=== What you should do ===
Show each line of the records that contains the string "hair", copying every such line in full.

Image outline annotation entries:
****************
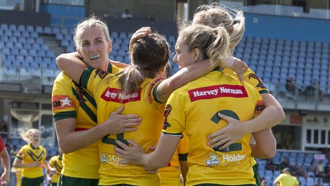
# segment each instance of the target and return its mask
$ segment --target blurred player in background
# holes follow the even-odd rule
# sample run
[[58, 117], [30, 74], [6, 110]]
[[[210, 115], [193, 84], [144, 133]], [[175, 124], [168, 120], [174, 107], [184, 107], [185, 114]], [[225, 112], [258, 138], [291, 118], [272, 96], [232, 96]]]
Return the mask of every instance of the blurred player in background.
[[58, 148], [57, 154], [54, 157], [52, 157], [49, 160], [49, 165], [51, 167], [56, 169], [56, 172], [51, 174], [50, 171], [47, 171], [47, 180], [51, 186], [56, 186], [57, 185], [57, 181], [58, 178], [61, 174], [61, 171], [63, 167], [62, 165], [62, 156], [63, 156], [63, 152], [60, 148]]
[[2, 185], [7, 185], [9, 183], [10, 178], [10, 158], [1, 136], [0, 136], [0, 159], [4, 168], [4, 172], [1, 175], [1, 182]]
[[22, 131], [19, 134], [27, 143], [18, 151], [13, 163], [13, 167], [22, 168], [21, 185], [43, 185], [42, 168], [54, 172], [56, 170], [49, 166], [46, 160], [46, 148], [39, 145], [40, 131], [31, 129], [25, 132]]

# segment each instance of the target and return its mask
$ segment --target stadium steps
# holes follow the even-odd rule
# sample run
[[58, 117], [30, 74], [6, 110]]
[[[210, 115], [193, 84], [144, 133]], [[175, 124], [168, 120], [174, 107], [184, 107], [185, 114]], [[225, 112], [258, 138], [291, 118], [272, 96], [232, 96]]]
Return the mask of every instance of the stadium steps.
[[59, 46], [60, 42], [55, 38], [55, 35], [39, 34], [39, 37], [44, 40], [45, 44], [48, 45], [49, 49], [54, 52], [55, 57], [65, 53], [66, 49]]

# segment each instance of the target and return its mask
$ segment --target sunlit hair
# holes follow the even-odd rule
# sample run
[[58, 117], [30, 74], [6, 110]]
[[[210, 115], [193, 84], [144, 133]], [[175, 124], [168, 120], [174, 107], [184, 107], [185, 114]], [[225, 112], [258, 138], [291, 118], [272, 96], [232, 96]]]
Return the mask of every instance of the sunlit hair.
[[181, 28], [179, 37], [191, 51], [199, 49], [203, 58], [209, 58], [213, 67], [221, 66], [221, 63], [230, 55], [229, 37], [223, 26], [211, 28], [203, 24]]
[[75, 41], [76, 47], [80, 48], [80, 43], [81, 42], [80, 36], [77, 34], [81, 30], [93, 27], [101, 29], [103, 31], [107, 40], [108, 41], [110, 41], [111, 38], [109, 34], [109, 29], [108, 29], [107, 24], [101, 20], [98, 17], [93, 16], [80, 22], [75, 28], [75, 35], [73, 37], [73, 40]]
[[212, 28], [223, 26], [230, 37], [232, 54], [242, 40], [245, 30], [245, 18], [242, 11], [230, 9], [217, 3], [205, 5], [197, 8], [193, 16], [194, 22]]
[[22, 138], [24, 141], [28, 143], [29, 143], [31, 142], [31, 138], [32, 137], [32, 135], [36, 133], [38, 133], [39, 135], [39, 137], [41, 136], [40, 131], [38, 129], [30, 129], [27, 131], [24, 131], [24, 130], [20, 129], [18, 129], [18, 133], [21, 136], [21, 138]]
[[162, 36], [152, 33], [142, 37], [132, 46], [131, 66], [118, 74], [121, 89], [125, 94], [136, 90], [146, 78], [158, 75], [169, 57], [169, 45]]

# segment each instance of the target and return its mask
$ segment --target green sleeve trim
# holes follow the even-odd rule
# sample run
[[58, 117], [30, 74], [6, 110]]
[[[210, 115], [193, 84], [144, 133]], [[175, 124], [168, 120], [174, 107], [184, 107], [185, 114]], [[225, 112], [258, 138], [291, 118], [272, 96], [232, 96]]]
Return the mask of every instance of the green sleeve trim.
[[269, 91], [268, 91], [268, 90], [265, 90], [265, 89], [261, 90], [259, 91], [259, 94], [260, 94], [260, 95], [261, 94], [265, 94], [265, 93], [269, 94]]
[[161, 133], [167, 136], [177, 136], [180, 137], [181, 138], [183, 138], [183, 135], [182, 133], [168, 133], [164, 132], [161, 132]]
[[188, 159], [188, 154], [189, 154], [189, 153], [179, 153], [179, 161], [187, 161], [187, 159]]
[[57, 113], [53, 115], [55, 121], [67, 118], [75, 118], [76, 111], [66, 111]]
[[86, 89], [87, 89], [88, 80], [89, 79], [89, 77], [92, 74], [93, 70], [94, 70], [94, 69], [90, 67], [86, 68], [81, 75], [80, 79], [79, 79], [79, 84]]
[[156, 84], [155, 87], [153, 88], [153, 90], [152, 90], [152, 96], [153, 97], [153, 99], [155, 100], [156, 102], [158, 103], [162, 103], [163, 102], [160, 101], [159, 100], [157, 99], [157, 87], [158, 87], [158, 85], [160, 84], [161, 82], [160, 82], [159, 83]]
[[112, 74], [112, 64], [110, 63], [108, 65], [108, 72]]

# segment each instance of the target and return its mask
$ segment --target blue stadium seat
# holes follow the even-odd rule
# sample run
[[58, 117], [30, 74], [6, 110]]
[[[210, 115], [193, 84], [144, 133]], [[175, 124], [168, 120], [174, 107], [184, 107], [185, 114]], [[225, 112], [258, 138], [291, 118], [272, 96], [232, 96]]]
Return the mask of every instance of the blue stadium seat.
****************
=== Complete output ===
$ segment --target sunlit hair
Return the mask of every instance of the sunlit hair.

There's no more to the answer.